## EXERCISE DETAILS
Which lines in the rows below contain the string "white"? Report each such line in full, matching case exactly.

[Bounding-box records]
....
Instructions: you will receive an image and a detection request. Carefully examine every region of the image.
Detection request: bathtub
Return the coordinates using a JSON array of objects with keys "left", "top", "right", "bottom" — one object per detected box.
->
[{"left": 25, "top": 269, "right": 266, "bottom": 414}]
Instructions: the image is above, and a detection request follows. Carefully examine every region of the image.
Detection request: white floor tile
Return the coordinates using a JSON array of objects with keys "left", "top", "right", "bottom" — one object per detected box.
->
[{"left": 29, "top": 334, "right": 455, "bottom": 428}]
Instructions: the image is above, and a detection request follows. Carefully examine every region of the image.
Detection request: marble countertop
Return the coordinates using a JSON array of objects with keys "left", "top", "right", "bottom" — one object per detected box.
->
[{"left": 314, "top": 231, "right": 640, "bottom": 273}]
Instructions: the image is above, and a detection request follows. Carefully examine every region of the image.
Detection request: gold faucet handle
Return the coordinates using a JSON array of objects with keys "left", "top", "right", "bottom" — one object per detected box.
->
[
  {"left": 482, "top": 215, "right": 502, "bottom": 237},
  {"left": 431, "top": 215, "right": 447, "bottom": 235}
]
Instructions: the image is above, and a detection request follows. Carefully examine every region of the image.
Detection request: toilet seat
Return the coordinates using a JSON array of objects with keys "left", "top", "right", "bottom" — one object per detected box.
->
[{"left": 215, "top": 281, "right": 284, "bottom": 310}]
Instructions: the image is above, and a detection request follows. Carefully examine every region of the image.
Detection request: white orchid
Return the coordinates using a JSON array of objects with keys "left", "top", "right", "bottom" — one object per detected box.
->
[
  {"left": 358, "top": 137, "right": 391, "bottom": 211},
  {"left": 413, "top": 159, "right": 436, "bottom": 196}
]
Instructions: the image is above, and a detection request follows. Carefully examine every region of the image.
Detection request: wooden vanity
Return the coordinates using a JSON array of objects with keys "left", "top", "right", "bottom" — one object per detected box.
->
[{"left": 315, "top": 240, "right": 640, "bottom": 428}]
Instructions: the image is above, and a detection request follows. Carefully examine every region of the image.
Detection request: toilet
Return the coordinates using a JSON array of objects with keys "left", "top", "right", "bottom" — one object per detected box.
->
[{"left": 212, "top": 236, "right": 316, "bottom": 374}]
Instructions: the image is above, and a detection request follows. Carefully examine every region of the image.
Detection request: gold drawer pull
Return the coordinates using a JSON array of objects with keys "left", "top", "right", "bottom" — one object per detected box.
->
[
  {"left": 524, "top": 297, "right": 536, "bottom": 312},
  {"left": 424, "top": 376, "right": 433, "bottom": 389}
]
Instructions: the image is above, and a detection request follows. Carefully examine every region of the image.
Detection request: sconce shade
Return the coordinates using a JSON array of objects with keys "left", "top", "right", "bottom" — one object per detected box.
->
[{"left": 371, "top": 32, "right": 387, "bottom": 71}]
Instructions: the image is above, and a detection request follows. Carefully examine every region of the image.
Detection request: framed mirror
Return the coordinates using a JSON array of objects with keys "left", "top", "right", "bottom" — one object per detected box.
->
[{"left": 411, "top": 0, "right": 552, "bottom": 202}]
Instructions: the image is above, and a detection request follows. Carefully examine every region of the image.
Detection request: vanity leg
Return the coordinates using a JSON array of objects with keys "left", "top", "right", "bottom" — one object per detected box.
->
....
## TASK OUTPUT
Detection request: white floor tile
Detection request: white orchid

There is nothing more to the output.